(Beginning of SUPPLIED PASSAGE)

CAPE TOWN, South Africa -- Nelson Mandela was elected president of South Africa yesterday in the first sitting of the country's democratically elected Parliament, an emotional gathering that brought together the once-jailed and their former jailers to govern what is essentially a new nation.
The new president will be sworn in today in Pretoria at an elaborate inauguration that is attracting one of the largest gatherings of heads of state in history. Those dignitaries, including Vice President Al Gore and first lady Hillary Rodham Clinton, arrived in a steady stream all day.
But yesterday was a special moment to savor in Cape Town, where the first white settlers landed more than three centuries ago. Four years ago, when Mr. Mandela last addressed a crowd that packed Cape Town's Grand Parade, it was just hours after he had been released from 27 years in prison.
Yesterday, he spoke to another crowd gathered at the same place,this time as South Africa's first black president.
The 400 members of the newly elected National Assembly met yesterday in the room where last December their predecessors had approved the ultimate act of this negotiated revolution, a new constitution that gave the vote to the country's 30 million blacks.
They exercised that franchise in a four-day election last month, overwhelmingly choosing Mr. Mandela's African National Congress (ANC), giving it 62 percent of the vote and thus 62 percent of the assembly seats.
Outgoing President F. W. de Klerk entered the chamber with Mr. Mandela just before the 11 a.m. start of the session. Mr. Mandela made a point of personally greeting the heads of each party represented in the body. He joined in a warm embrace with his rival, Chief Mangosuthu Buthelezi of the Zulu-based Inkatha Freedom Party.

(End of SUPPLIED PASSAGE)
(Beginning of DATA SECTION)

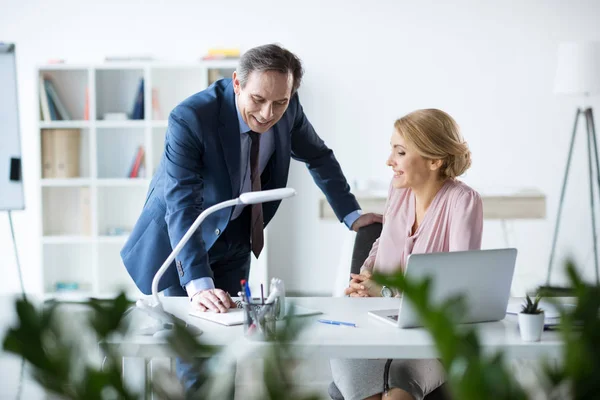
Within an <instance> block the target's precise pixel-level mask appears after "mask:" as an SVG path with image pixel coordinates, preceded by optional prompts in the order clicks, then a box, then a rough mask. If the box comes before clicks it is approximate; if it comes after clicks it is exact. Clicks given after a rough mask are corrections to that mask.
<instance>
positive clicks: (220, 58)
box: [202, 47, 240, 60]
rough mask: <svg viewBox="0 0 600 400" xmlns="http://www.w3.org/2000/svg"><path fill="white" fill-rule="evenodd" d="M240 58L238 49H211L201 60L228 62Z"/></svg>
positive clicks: (235, 48) (235, 47) (234, 47)
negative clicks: (229, 60)
mask: <svg viewBox="0 0 600 400" xmlns="http://www.w3.org/2000/svg"><path fill="white" fill-rule="evenodd" d="M238 58H240V49H239V48H236V47H234V48H211V49H208V52H207V53H206V55H204V56H203V57H202V59H203V60H228V59H238Z"/></svg>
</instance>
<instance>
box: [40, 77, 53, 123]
mask: <svg viewBox="0 0 600 400" xmlns="http://www.w3.org/2000/svg"><path fill="white" fill-rule="evenodd" d="M39 86H40V109H41V112H42V114H41V116H40V117H41V120H42V121H52V119H51V118H50V107H49V105H48V94H47V93H46V85H45V84H44V75H43V74H40V82H39Z"/></svg>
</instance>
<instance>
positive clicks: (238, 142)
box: [219, 83, 242, 198]
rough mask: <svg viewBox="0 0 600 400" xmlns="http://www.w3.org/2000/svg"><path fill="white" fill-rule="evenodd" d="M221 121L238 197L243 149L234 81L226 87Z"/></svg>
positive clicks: (224, 139)
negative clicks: (236, 100) (241, 156)
mask: <svg viewBox="0 0 600 400" xmlns="http://www.w3.org/2000/svg"><path fill="white" fill-rule="evenodd" d="M219 121H220V126H219V139H220V140H221V147H222V148H223V154H224V155H225V163H226V164H227V171H228V172H229V180H230V181H231V193H232V198H236V197H238V196H239V193H240V184H241V183H240V157H241V156H240V154H241V151H242V150H241V138H240V127H239V123H238V116H237V111H236V108H235V93H234V91H233V83H230V84H229V85H228V86H227V87H226V88H225V92H224V98H223V102H222V103H221V110H220V112H219Z"/></svg>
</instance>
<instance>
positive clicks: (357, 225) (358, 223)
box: [350, 213, 383, 232]
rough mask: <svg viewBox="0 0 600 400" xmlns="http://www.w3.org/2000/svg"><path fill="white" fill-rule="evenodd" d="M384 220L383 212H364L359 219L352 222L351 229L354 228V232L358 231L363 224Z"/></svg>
mask: <svg viewBox="0 0 600 400" xmlns="http://www.w3.org/2000/svg"><path fill="white" fill-rule="evenodd" d="M382 221H383V216H382V215H381V214H375V213H367V214H363V215H361V216H360V217H358V219H357V220H356V221H354V223H353V224H352V226H351V227H350V229H352V230H353V231H354V232H358V230H359V229H360V228H362V227H363V226H367V225H371V224H374V223H375V222H382Z"/></svg>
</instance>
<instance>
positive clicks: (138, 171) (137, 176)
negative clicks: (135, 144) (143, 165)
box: [128, 146, 144, 178]
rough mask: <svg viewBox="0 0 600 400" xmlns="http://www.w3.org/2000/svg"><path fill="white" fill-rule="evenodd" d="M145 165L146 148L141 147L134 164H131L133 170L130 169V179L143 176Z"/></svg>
mask: <svg viewBox="0 0 600 400" xmlns="http://www.w3.org/2000/svg"><path fill="white" fill-rule="evenodd" d="M143 163H144V146H139V147H138V149H137V152H136V153H135V157H134V158H133V163H132V164H131V168H130V169H129V175H128V176H129V177H130V178H139V177H140V176H141V174H140V172H141V169H142V167H143Z"/></svg>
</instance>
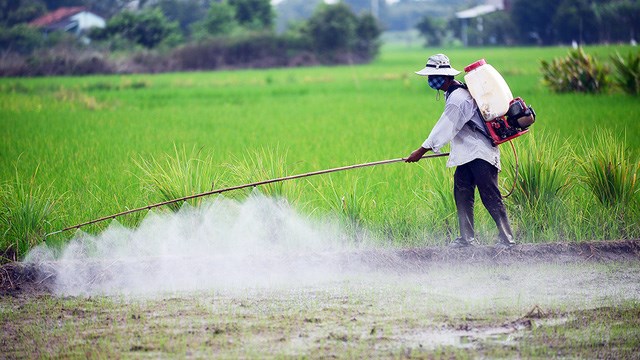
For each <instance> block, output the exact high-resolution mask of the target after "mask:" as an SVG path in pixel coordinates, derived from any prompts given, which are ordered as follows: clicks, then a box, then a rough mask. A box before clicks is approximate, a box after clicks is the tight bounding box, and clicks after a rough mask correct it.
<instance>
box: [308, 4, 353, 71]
mask: <svg viewBox="0 0 640 360" xmlns="http://www.w3.org/2000/svg"><path fill="white" fill-rule="evenodd" d="M357 23H358V19H357V18H356V16H355V15H354V14H353V12H352V11H351V9H350V8H349V6H347V5H346V4H344V3H337V4H335V5H328V4H322V5H320V6H318V8H317V9H316V11H315V12H314V14H313V16H311V18H310V19H309V21H308V22H307V26H306V30H305V31H306V33H307V34H308V35H309V37H310V40H311V43H312V46H313V48H314V50H315V51H316V53H318V54H321V55H324V56H326V57H329V58H335V57H336V56H337V55H338V54H340V53H344V54H347V55H348V54H349V53H350V52H351V50H352V49H353V46H354V45H355V39H356V27H357Z"/></svg>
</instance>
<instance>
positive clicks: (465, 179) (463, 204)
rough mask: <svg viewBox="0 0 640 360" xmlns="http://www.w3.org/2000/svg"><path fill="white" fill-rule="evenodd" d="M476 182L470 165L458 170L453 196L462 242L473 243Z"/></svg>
mask: <svg viewBox="0 0 640 360" xmlns="http://www.w3.org/2000/svg"><path fill="white" fill-rule="evenodd" d="M475 188H476V186H475V181H474V177H473V173H472V172H471V169H470V168H469V164H464V165H460V166H458V167H457V168H456V172H455V174H454V176H453V196H454V198H455V201H456V209H457V210H458V224H459V225H460V238H461V240H462V242H470V241H473V238H474V236H475V234H474V230H473V227H474V225H473V204H474V201H475Z"/></svg>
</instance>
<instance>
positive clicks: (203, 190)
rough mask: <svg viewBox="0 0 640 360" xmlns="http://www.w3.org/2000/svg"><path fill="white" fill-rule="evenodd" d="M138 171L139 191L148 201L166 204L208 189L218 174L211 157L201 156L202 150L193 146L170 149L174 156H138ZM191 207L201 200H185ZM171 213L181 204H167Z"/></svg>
mask: <svg viewBox="0 0 640 360" xmlns="http://www.w3.org/2000/svg"><path fill="white" fill-rule="evenodd" d="M134 162H135V164H136V165H137V166H138V168H139V169H140V170H141V171H142V176H140V177H139V179H140V182H141V184H142V188H143V189H144V190H145V191H146V193H147V195H148V197H149V200H150V201H159V202H164V201H170V200H174V199H179V198H182V197H185V196H190V195H195V194H198V193H202V192H206V191H209V190H212V189H213V188H214V187H215V185H216V183H217V182H218V180H219V179H220V176H219V174H218V173H217V172H216V170H217V169H216V166H215V163H214V160H213V156H212V155H211V154H204V153H203V152H202V149H197V148H196V147H195V146H194V147H193V148H192V149H191V150H190V151H187V150H186V148H184V147H183V148H182V149H178V147H176V146H174V154H173V155H169V154H166V155H165V156H163V157H160V158H155V157H153V156H151V157H150V158H144V157H140V159H139V160H134ZM188 202H189V203H190V204H191V205H198V204H200V203H201V202H202V198H195V199H191V200H188ZM168 206H169V208H170V209H171V210H173V211H178V210H179V209H180V207H181V206H182V204H181V203H173V204H169V205H168Z"/></svg>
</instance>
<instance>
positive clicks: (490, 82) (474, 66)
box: [464, 59, 513, 121]
mask: <svg viewBox="0 0 640 360" xmlns="http://www.w3.org/2000/svg"><path fill="white" fill-rule="evenodd" d="M464 71H465V72H466V75H465V76H464V81H465V82H466V83H467V86H468V87H469V92H470V93H471V96H472V97H473V98H474V99H475V101H476V103H477V104H478V108H479V109H480V113H481V114H482V116H483V117H484V119H485V120H486V121H489V120H492V119H495V118H497V117H499V116H502V115H504V114H506V113H507V111H508V110H509V103H510V102H511V100H513V95H512V94H511V90H510V89H509V85H507V82H506V81H504V79H503V78H502V76H501V75H500V73H498V71H497V70H496V69H495V68H494V67H493V66H491V65H490V64H487V62H486V61H485V60H484V59H482V60H478V61H476V62H474V63H473V64H471V65H469V66H467V67H465V68H464Z"/></svg>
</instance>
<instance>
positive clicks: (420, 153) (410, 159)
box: [404, 146, 429, 162]
mask: <svg viewBox="0 0 640 360" xmlns="http://www.w3.org/2000/svg"><path fill="white" fill-rule="evenodd" d="M427 151H429V149H425V148H423V147H422V146H421V147H419V148H417V149H416V150H414V151H413V152H412V153H411V155H409V157H408V158H406V159H404V162H417V161H418V160H420V159H422V156H423V155H424V154H426V153H427Z"/></svg>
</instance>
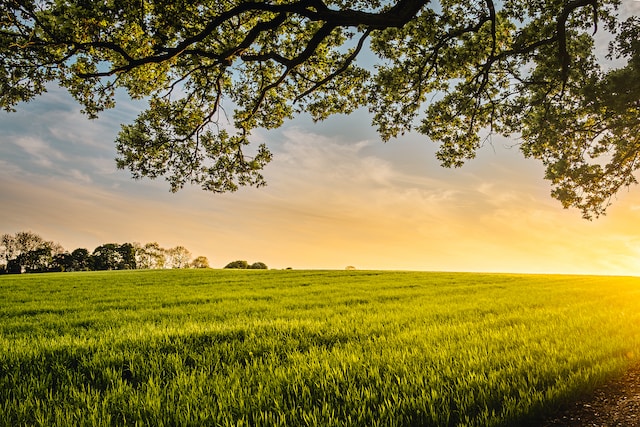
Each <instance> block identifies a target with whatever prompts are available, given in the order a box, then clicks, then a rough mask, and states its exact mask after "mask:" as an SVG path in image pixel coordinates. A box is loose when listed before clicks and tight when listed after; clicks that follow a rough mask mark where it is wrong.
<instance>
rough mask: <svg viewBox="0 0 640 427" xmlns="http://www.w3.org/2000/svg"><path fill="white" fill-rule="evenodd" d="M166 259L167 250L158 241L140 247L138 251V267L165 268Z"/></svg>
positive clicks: (142, 267)
mask: <svg viewBox="0 0 640 427" xmlns="http://www.w3.org/2000/svg"><path fill="white" fill-rule="evenodd" d="M166 260H167V256H166V250H165V249H164V248H162V247H161V246H160V245H159V244H158V242H152V243H147V244H145V245H144V246H142V247H141V248H140V249H138V251H137V253H136V261H137V263H136V265H137V266H138V268H144V269H154V268H164V266H165V263H166Z"/></svg>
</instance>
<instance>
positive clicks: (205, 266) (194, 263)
mask: <svg viewBox="0 0 640 427" xmlns="http://www.w3.org/2000/svg"><path fill="white" fill-rule="evenodd" d="M191 267H192V268H209V260H208V259H207V257H206V256H199V257H196V259H194V260H193V262H191Z"/></svg>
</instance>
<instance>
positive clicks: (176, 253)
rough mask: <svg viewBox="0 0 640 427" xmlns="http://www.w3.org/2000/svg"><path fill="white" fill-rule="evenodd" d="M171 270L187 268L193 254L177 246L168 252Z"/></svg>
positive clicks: (169, 263)
mask: <svg viewBox="0 0 640 427" xmlns="http://www.w3.org/2000/svg"><path fill="white" fill-rule="evenodd" d="M167 255H168V256H169V265H170V266H171V268H187V267H189V261H190V260H191V252H189V250H187V248H185V247H184V246H176V247H175V248H171V249H169V250H168V251H167Z"/></svg>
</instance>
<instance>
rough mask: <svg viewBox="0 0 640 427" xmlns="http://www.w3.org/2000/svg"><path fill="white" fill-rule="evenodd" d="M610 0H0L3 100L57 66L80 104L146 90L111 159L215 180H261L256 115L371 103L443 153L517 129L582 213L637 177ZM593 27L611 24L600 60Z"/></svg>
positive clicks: (388, 135) (638, 48) (634, 126)
mask: <svg viewBox="0 0 640 427" xmlns="http://www.w3.org/2000/svg"><path fill="white" fill-rule="evenodd" d="M619 5H620V1H619V0H527V1H524V0H501V1H500V2H497V1H494V0H465V1H460V0H438V1H426V0H391V1H380V0H297V1H295V0H264V1H262V0H254V1H245V0H224V1H220V0H200V1H186V0H140V1H135V2H134V1H128V0H101V1H88V0H36V1H25V0H0V10H1V11H2V12H1V13H0V64H1V65H0V105H1V106H2V107H3V108H4V109H5V110H8V111H10V110H12V109H14V108H15V107H16V106H17V104H18V103H19V102H21V101H28V100H30V99H33V98H34V97H36V96H37V95H39V94H41V93H43V92H44V91H46V88H47V85H48V84H50V83H51V82H53V83H57V84H59V85H62V86H63V87H65V88H67V89H68V91H69V92H70V93H71V95H73V96H74V97H75V99H77V101H78V102H79V103H80V104H81V105H82V106H83V111H84V112H85V113H86V114H88V115H89V116H90V117H95V116H96V115H97V114H99V113H100V112H101V111H102V110H104V109H106V108H112V107H113V106H114V93H115V91H116V90H118V89H120V90H125V91H126V92H127V93H128V95H129V96H130V97H132V98H136V99H141V98H145V99H147V100H148V108H147V109H146V110H145V111H143V112H141V113H140V115H139V116H138V117H137V118H136V119H135V120H134V121H133V123H130V124H125V125H123V126H122V129H121V132H120V133H119V135H118V137H117V140H116V145H117V150H118V153H119V154H118V158H117V165H118V166H119V167H120V168H128V169H129V170H131V172H132V174H133V176H134V177H135V178H140V177H151V178H155V177H160V176H164V177H165V178H166V179H167V180H168V181H169V183H170V186H171V189H172V190H174V191H176V190H178V189H179V188H181V187H183V186H184V185H185V184H197V185H201V186H202V188H204V189H205V190H210V191H214V192H226V191H233V190H236V189H237V188H238V187H239V186H243V185H253V186H261V185H263V184H264V179H263V176H262V175H261V170H262V169H263V168H264V166H265V165H266V164H267V163H268V162H269V161H270V160H271V154H270V152H269V150H268V149H267V147H266V146H264V145H258V146H252V145H251V143H250V136H251V132H252V131H253V130H255V129H257V128H266V129H272V128H276V127H278V126H280V125H282V123H283V121H284V120H286V119H289V118H292V117H293V116H294V115H296V114H298V113H301V112H307V113H309V114H310V115H311V116H312V117H313V118H314V119H316V120H322V119H325V118H326V117H328V116H329V115H331V114H335V113H349V112H352V111H354V110H355V109H358V108H362V107H365V108H368V109H369V110H370V112H371V113H372V115H373V125H374V126H375V127H376V128H377V130H378V132H379V134H380V136H381V137H382V139H383V140H385V141H386V140H389V139H390V138H394V137H396V136H398V135H400V134H402V133H404V132H407V131H409V130H413V131H417V132H420V133H422V134H424V135H425V136H426V137H427V138H428V139H431V140H433V141H436V142H437V143H439V147H440V148H439V151H438V153H437V157H438V159H439V160H440V161H441V163H442V164H443V165H444V166H447V167H452V166H453V167H457V166H461V165H462V164H463V163H464V162H465V160H467V159H470V158H473V157H474V155H475V153H476V151H477V150H478V148H479V147H481V146H482V144H483V143H485V142H486V141H487V138H489V137H490V135H492V134H504V135H511V136H512V137H515V138H516V140H517V142H518V145H519V147H520V149H521V151H522V153H523V154H524V155H525V156H527V157H532V158H535V159H539V160H540V161H542V163H543V164H544V165H545V167H546V178H547V179H548V180H549V181H550V182H551V186H552V195H553V196H554V197H556V198H557V199H559V200H560V201H561V202H562V204H563V205H564V206H565V207H570V206H572V207H577V208H579V209H581V210H582V213H583V215H584V216H585V217H591V216H594V215H595V216H597V215H599V214H602V213H604V210H605V209H606V207H607V206H608V204H609V203H610V199H611V197H613V196H614V195H615V194H616V192H617V191H618V190H619V189H621V188H623V187H625V186H628V185H630V184H633V183H635V182H636V178H635V177H634V173H635V172H636V170H637V169H638V165H639V160H640V159H639V154H640V139H639V135H640V119H639V117H640V114H639V108H640V100H639V99H640V95H639V93H640V48H639V44H640V42H639V38H640V37H639V36H640V34H639V33H640V20H639V19H638V18H637V17H635V18H630V19H628V20H624V21H623V20H621V19H619V18H618V17H617V12H616V9H617V7H618V6H619ZM596 33H597V34H608V35H609V36H608V37H609V38H610V39H611V44H610V46H609V60H605V58H603V57H602V56H603V55H596V54H595V44H594V37H595V36H594V34H596ZM365 51H369V52H370V53H367V52H365ZM363 55H368V57H369V58H370V57H375V58H376V65H375V66H364V65H362V60H361V59H362V57H363ZM359 60H360V62H359ZM225 107H226V108H227V109H228V108H233V111H227V110H225ZM228 124H230V125H228Z"/></svg>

(End of DATA SECTION)

→ **LIST OF TASKS**
(1) Answer these questions using the article on Mandela's election as president.
(a) How many years had Mr. Mandela spent in prison before his release?
(b) How many members sit in the newly elected National Assembly?
(c) What percentage of the vote did the African National Congress receive?
(2) List every person named in the article on Mandela's election as president.
(3) Reproduce the part of the article on Mandela's election as president from "CAPE TOWN, South" to "a new nation.".

→ **SOLUTIONS FOR EACH TASK**
(1)
(a) 27 years.
(b) 400 members.
(c) 62 percent.

(2)
Nelson Mandela
Al Gore
Hillary Rodham Clinton
F. W. de Klerk
Mangosuthu Buthelezi

(3)
CAPE TOWN, South Africa -- Nelson Mandela was elected president of South Africa yesterday in the first sitting of the country's democratically elected Parliament, an emotional gathering that brought together the once-jailed and their former jailers to govern what is essentially a new nation.